++++ Records to process

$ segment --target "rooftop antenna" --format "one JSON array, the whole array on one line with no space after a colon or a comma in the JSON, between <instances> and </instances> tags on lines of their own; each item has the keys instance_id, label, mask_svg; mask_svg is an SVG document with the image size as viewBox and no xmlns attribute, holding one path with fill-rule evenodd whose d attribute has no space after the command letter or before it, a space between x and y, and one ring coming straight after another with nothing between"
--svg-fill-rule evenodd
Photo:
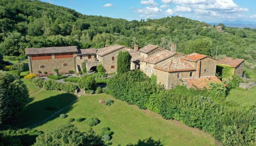
<instances>
[{"instance_id":1,"label":"rooftop antenna","mask_svg":"<svg viewBox=\"0 0 256 146\"><path fill-rule=\"evenodd\" d=\"M215 57L215 58L217 58L217 53L218 53L218 45L217 45L217 49L216 49L216 57Z\"/></svg>"}]
</instances>

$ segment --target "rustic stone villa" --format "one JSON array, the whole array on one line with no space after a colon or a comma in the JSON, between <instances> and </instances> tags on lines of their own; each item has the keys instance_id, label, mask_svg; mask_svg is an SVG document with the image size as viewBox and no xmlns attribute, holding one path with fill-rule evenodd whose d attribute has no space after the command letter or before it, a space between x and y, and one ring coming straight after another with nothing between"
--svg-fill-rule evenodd
<instances>
[{"instance_id":1,"label":"rustic stone villa","mask_svg":"<svg viewBox=\"0 0 256 146\"><path fill-rule=\"evenodd\" d=\"M119 51L128 51L132 56L131 69L140 69L149 76L154 74L158 83L170 89L178 85L189 87L209 87L211 82L222 82L215 76L217 60L208 56L193 53L188 55L175 52L174 44L170 51L149 44L140 49L138 45L132 49L118 45L99 49L78 49L75 46L27 48L31 73L81 71L85 62L87 71L95 70L102 64L106 72L116 71Z\"/></svg>"},{"instance_id":2,"label":"rustic stone villa","mask_svg":"<svg viewBox=\"0 0 256 146\"><path fill-rule=\"evenodd\" d=\"M234 59L230 57L225 57L219 60L217 64L224 65L234 68L234 74L238 74L240 77L243 76L244 59Z\"/></svg>"}]
</instances>

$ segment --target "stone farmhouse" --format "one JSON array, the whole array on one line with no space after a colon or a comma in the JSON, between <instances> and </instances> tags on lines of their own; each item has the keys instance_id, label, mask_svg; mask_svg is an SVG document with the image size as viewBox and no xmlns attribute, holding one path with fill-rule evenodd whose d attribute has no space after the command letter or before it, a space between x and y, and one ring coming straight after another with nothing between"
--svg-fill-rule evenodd
<instances>
[{"instance_id":1,"label":"stone farmhouse","mask_svg":"<svg viewBox=\"0 0 256 146\"><path fill-rule=\"evenodd\" d=\"M25 53L31 73L53 72L56 68L78 72L83 62L86 63L87 71L96 70L97 65L102 64L106 73L113 73L116 71L118 52L128 51L132 56L131 70L140 69L150 77L154 74L157 83L166 89L182 84L207 88L210 82L222 82L215 76L215 59L195 53L178 53L173 51L174 47L172 44L173 51L170 51L151 44L139 50L136 45L134 49L118 45L98 49L78 49L71 46L27 48Z\"/></svg>"},{"instance_id":2,"label":"stone farmhouse","mask_svg":"<svg viewBox=\"0 0 256 146\"><path fill-rule=\"evenodd\" d=\"M235 59L230 57L225 57L219 60L217 64L224 65L234 68L234 74L238 74L242 77L244 71L244 59Z\"/></svg>"}]
</instances>

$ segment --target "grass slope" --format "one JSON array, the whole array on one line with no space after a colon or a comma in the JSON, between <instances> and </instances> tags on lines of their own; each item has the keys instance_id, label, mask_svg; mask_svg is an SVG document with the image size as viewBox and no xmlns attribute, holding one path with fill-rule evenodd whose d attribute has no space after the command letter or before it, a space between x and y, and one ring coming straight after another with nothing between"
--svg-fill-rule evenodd
<instances>
[{"instance_id":1,"label":"grass slope","mask_svg":"<svg viewBox=\"0 0 256 146\"><path fill-rule=\"evenodd\" d=\"M114 100L114 104L108 107L99 103L100 100L108 99ZM93 127L96 133L99 133L103 127L109 127L114 132L110 141L114 146L133 144L139 141L147 141L147 139L157 142L159 141L161 144L166 146L215 144L214 138L205 131L189 127L177 121L164 120L158 114L128 105L105 93L82 96L72 107L72 110L65 113L68 118L56 118L35 128L42 131L52 130L66 123L70 118L94 117L101 121ZM72 123L81 131L90 128L84 120Z\"/></svg>"}]
</instances>

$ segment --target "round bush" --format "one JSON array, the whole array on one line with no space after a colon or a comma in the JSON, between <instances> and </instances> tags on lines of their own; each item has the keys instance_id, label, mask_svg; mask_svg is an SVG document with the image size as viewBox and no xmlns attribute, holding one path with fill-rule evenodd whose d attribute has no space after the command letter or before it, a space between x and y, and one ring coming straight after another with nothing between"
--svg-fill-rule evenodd
<instances>
[{"instance_id":1,"label":"round bush","mask_svg":"<svg viewBox=\"0 0 256 146\"><path fill-rule=\"evenodd\" d=\"M66 115L64 114L62 114L60 115L60 118L61 119L64 119L66 118Z\"/></svg>"},{"instance_id":2,"label":"round bush","mask_svg":"<svg viewBox=\"0 0 256 146\"><path fill-rule=\"evenodd\" d=\"M77 122L82 122L82 119L81 117L77 117L76 118L75 120Z\"/></svg>"},{"instance_id":3,"label":"round bush","mask_svg":"<svg viewBox=\"0 0 256 146\"><path fill-rule=\"evenodd\" d=\"M102 138L103 138L103 140L105 141L110 141L110 136L107 135L103 135L102 136Z\"/></svg>"},{"instance_id":4,"label":"round bush","mask_svg":"<svg viewBox=\"0 0 256 146\"><path fill-rule=\"evenodd\" d=\"M68 119L68 120L69 122L72 122L75 121L75 119L72 118L70 118Z\"/></svg>"}]
</instances>

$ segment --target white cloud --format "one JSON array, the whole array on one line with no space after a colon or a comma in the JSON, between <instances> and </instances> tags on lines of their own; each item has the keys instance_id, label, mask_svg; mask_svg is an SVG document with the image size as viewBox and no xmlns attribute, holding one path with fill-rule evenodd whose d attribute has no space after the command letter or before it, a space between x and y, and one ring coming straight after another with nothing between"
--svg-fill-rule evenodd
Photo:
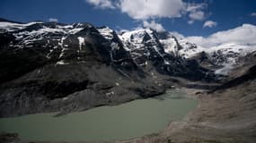
<instances>
[{"instance_id":1,"label":"white cloud","mask_svg":"<svg viewBox=\"0 0 256 143\"><path fill-rule=\"evenodd\" d=\"M252 13L251 16L256 16L256 13Z\"/></svg>"},{"instance_id":2,"label":"white cloud","mask_svg":"<svg viewBox=\"0 0 256 143\"><path fill-rule=\"evenodd\" d=\"M148 22L146 21L143 21L143 26L145 28L149 28L149 29L155 29L156 31L162 32L164 31L165 29L163 29L163 27L160 24L155 22L154 21L151 21L151 22Z\"/></svg>"},{"instance_id":3,"label":"white cloud","mask_svg":"<svg viewBox=\"0 0 256 143\"><path fill-rule=\"evenodd\" d=\"M96 8L102 9L114 9L115 6L113 5L110 0L85 0L85 2L94 5Z\"/></svg>"},{"instance_id":4,"label":"white cloud","mask_svg":"<svg viewBox=\"0 0 256 143\"><path fill-rule=\"evenodd\" d=\"M208 27L208 28L213 28L216 27L217 25L216 21L207 21L204 25L203 28Z\"/></svg>"},{"instance_id":5,"label":"white cloud","mask_svg":"<svg viewBox=\"0 0 256 143\"><path fill-rule=\"evenodd\" d=\"M181 17L184 6L181 0L119 0L119 2L121 12L137 20Z\"/></svg>"},{"instance_id":6,"label":"white cloud","mask_svg":"<svg viewBox=\"0 0 256 143\"><path fill-rule=\"evenodd\" d=\"M117 8L135 20L179 18L189 16L191 21L202 21L205 4L189 4L182 0L84 0L99 8Z\"/></svg>"},{"instance_id":7,"label":"white cloud","mask_svg":"<svg viewBox=\"0 0 256 143\"><path fill-rule=\"evenodd\" d=\"M202 11L197 11L190 13L189 16L192 21L202 21L205 18L205 13Z\"/></svg>"},{"instance_id":8,"label":"white cloud","mask_svg":"<svg viewBox=\"0 0 256 143\"><path fill-rule=\"evenodd\" d=\"M56 18L49 18L49 21L50 21L50 22L57 22L57 19L56 19Z\"/></svg>"},{"instance_id":9,"label":"white cloud","mask_svg":"<svg viewBox=\"0 0 256 143\"><path fill-rule=\"evenodd\" d=\"M187 37L185 38L203 47L211 47L230 42L242 45L256 45L256 26L243 24L235 29L214 33L207 38Z\"/></svg>"},{"instance_id":10,"label":"white cloud","mask_svg":"<svg viewBox=\"0 0 256 143\"><path fill-rule=\"evenodd\" d=\"M206 7L206 4L188 4L187 12L190 19L188 23L192 24L195 21L203 21L206 18L206 13L203 10Z\"/></svg>"}]
</instances>

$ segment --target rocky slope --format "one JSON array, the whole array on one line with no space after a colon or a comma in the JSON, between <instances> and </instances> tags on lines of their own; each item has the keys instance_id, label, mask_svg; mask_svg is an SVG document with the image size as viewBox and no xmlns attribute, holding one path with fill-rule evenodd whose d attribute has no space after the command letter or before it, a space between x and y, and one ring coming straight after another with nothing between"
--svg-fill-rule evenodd
<instances>
[{"instance_id":1,"label":"rocky slope","mask_svg":"<svg viewBox=\"0 0 256 143\"><path fill-rule=\"evenodd\" d=\"M166 53L152 29L118 35L90 23L0 22L0 116L62 114L162 94L160 77L215 80Z\"/></svg>"}]
</instances>

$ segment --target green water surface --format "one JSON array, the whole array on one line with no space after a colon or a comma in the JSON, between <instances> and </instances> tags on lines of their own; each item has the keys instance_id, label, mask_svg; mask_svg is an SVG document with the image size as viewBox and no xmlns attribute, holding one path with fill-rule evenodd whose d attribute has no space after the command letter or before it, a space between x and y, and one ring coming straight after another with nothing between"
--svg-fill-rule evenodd
<instances>
[{"instance_id":1,"label":"green water surface","mask_svg":"<svg viewBox=\"0 0 256 143\"><path fill-rule=\"evenodd\" d=\"M160 97L115 106L101 106L60 117L36 114L0 119L0 131L16 132L38 141L99 141L128 139L155 133L183 118L198 101L178 89Z\"/></svg>"}]
</instances>

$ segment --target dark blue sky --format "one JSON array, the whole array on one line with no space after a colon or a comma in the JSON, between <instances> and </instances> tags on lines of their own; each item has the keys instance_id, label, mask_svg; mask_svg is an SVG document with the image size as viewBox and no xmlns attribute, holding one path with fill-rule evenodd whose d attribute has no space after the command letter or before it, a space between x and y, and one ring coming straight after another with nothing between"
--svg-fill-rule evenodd
<instances>
[{"instance_id":1,"label":"dark blue sky","mask_svg":"<svg viewBox=\"0 0 256 143\"><path fill-rule=\"evenodd\" d=\"M187 2L194 2L187 0ZM243 23L256 25L255 0L211 0L203 1L207 7L203 21L189 24L189 18L156 18L165 29L174 30L185 36L207 36L219 30L233 29ZM197 1L199 3L199 1ZM112 29L130 29L142 25L142 21L135 20L119 9L101 9L85 3L84 0L1 0L0 17L28 22L56 18L59 22L72 23L86 21L96 26L107 25ZM214 21L217 26L203 28L206 21Z\"/></svg>"}]
</instances>

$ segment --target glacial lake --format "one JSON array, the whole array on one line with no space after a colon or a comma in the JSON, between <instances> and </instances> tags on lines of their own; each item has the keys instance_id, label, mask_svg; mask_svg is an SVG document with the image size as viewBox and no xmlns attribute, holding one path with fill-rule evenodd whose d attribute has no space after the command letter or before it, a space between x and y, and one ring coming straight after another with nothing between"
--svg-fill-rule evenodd
<instances>
[{"instance_id":1,"label":"glacial lake","mask_svg":"<svg viewBox=\"0 0 256 143\"><path fill-rule=\"evenodd\" d=\"M171 122L184 118L197 105L197 100L172 89L156 97L59 117L54 117L55 113L1 118L0 132L19 133L23 140L38 141L128 139L157 133Z\"/></svg>"}]
</instances>

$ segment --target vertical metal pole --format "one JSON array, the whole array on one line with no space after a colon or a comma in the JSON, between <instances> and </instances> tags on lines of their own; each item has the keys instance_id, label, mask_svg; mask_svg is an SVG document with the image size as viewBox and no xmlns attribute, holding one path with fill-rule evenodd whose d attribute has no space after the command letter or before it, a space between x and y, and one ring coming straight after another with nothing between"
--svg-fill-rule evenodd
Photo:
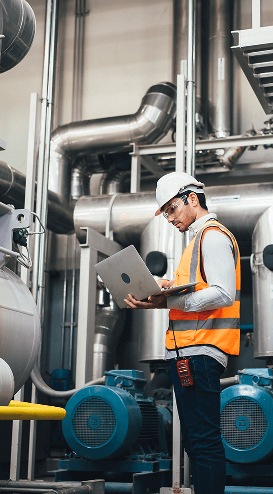
<instances>
[{"instance_id":1,"label":"vertical metal pole","mask_svg":"<svg viewBox=\"0 0 273 494\"><path fill-rule=\"evenodd\" d=\"M64 287L63 289L63 316L62 319L62 334L61 337L61 351L60 355L60 369L64 368L64 353L65 347L65 316L66 308L66 292L67 289L67 268L68 268L68 241L69 236L67 237L66 244L66 265L65 269L65 276L64 280Z\"/></svg>"},{"instance_id":2,"label":"vertical metal pole","mask_svg":"<svg viewBox=\"0 0 273 494\"><path fill-rule=\"evenodd\" d=\"M179 489L181 485L181 433L176 400L173 392L172 487Z\"/></svg>"},{"instance_id":3,"label":"vertical metal pole","mask_svg":"<svg viewBox=\"0 0 273 494\"><path fill-rule=\"evenodd\" d=\"M177 76L177 86L176 152L175 154L176 171L185 171L185 78L184 74L179 74Z\"/></svg>"},{"instance_id":4,"label":"vertical metal pole","mask_svg":"<svg viewBox=\"0 0 273 494\"><path fill-rule=\"evenodd\" d=\"M36 211L44 225L46 225L47 216L48 168L53 107L58 7L58 0L47 0ZM39 228L37 221L36 222L36 227L37 229ZM35 241L33 262L33 295L37 304L42 328L44 293L44 264L46 243L45 235L37 235ZM32 402L33 403L36 402L36 389L34 385L32 386ZM28 465L28 478L31 480L34 478L36 441L36 421L31 420Z\"/></svg>"},{"instance_id":5,"label":"vertical metal pole","mask_svg":"<svg viewBox=\"0 0 273 494\"><path fill-rule=\"evenodd\" d=\"M141 157L132 156L131 161L131 194L139 192L140 191L140 175L141 168Z\"/></svg>"},{"instance_id":6,"label":"vertical metal pole","mask_svg":"<svg viewBox=\"0 0 273 494\"><path fill-rule=\"evenodd\" d=\"M33 383L31 388L31 403L37 403L36 388ZM35 469L35 453L36 451L36 420L31 420L30 424L30 441L28 461L28 480L34 480Z\"/></svg>"},{"instance_id":7,"label":"vertical metal pole","mask_svg":"<svg viewBox=\"0 0 273 494\"><path fill-rule=\"evenodd\" d=\"M258 29L262 25L262 2L261 0L252 0L252 29Z\"/></svg>"},{"instance_id":8,"label":"vertical metal pole","mask_svg":"<svg viewBox=\"0 0 273 494\"><path fill-rule=\"evenodd\" d=\"M14 396L15 401L24 401L23 386ZM22 420L13 420L12 422L12 436L11 437L11 452L10 453L10 468L9 478L11 480L20 479L20 466L21 462L21 446L22 444Z\"/></svg>"},{"instance_id":9,"label":"vertical metal pole","mask_svg":"<svg viewBox=\"0 0 273 494\"><path fill-rule=\"evenodd\" d=\"M40 143L39 147L39 159L38 163L38 176L37 180L37 196L36 200L36 213L41 219L42 208L42 190L45 166L45 153L46 146L46 117L47 114L47 92L49 77L49 63L50 45L51 41L51 27L52 6L54 0L47 0L46 4L46 18L44 41L44 58L43 64L42 102L41 109L41 124L40 128ZM37 222L38 223L38 222ZM37 227L38 224L37 224ZM37 235L35 239L34 257L33 259L33 295L34 299L38 301L38 278L39 264L40 263L40 237ZM44 261L42 260L43 266Z\"/></svg>"},{"instance_id":10,"label":"vertical metal pole","mask_svg":"<svg viewBox=\"0 0 273 494\"><path fill-rule=\"evenodd\" d=\"M186 171L194 176L195 156L195 16L196 0L189 2Z\"/></svg>"},{"instance_id":11,"label":"vertical metal pole","mask_svg":"<svg viewBox=\"0 0 273 494\"><path fill-rule=\"evenodd\" d=\"M30 98L29 137L27 159L27 174L25 207L33 211L35 194L35 177L36 161L38 149L39 117L40 109L40 97L37 93L32 93ZM30 284L30 270L22 266L21 279L28 287ZM24 401L24 386L14 397L16 401ZM12 480L18 480L21 460L21 445L22 439L22 420L13 420L10 453L10 470L9 477Z\"/></svg>"},{"instance_id":12,"label":"vertical metal pole","mask_svg":"<svg viewBox=\"0 0 273 494\"><path fill-rule=\"evenodd\" d=\"M76 274L76 253L77 240L76 235L74 235L74 260L72 269L72 287L71 288L71 311L70 313L70 337L69 341L69 360L68 362L69 369L72 370L72 357L73 352L73 333L74 329L74 306L75 303L75 281Z\"/></svg>"},{"instance_id":13,"label":"vertical metal pole","mask_svg":"<svg viewBox=\"0 0 273 494\"><path fill-rule=\"evenodd\" d=\"M28 155L27 158L27 174L25 192L25 207L33 211L35 197L35 180L36 178L36 162L38 151L39 115L41 98L37 93L32 93L30 97L30 118ZM31 242L32 239L31 239ZM32 250L30 249L31 254ZM30 269L23 266L21 268L21 279L29 288Z\"/></svg>"},{"instance_id":14,"label":"vertical metal pole","mask_svg":"<svg viewBox=\"0 0 273 494\"><path fill-rule=\"evenodd\" d=\"M87 230L86 243L80 245L76 388L90 381L93 375L97 295L97 273L94 265L97 262L98 253L90 246L88 236Z\"/></svg>"}]
</instances>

++++++++

→ **Set task**
State how many lines in the rows above contain the string "surface", treating uppercase and lowercase as different. Reply with the number alone.

→ **Written solution**
2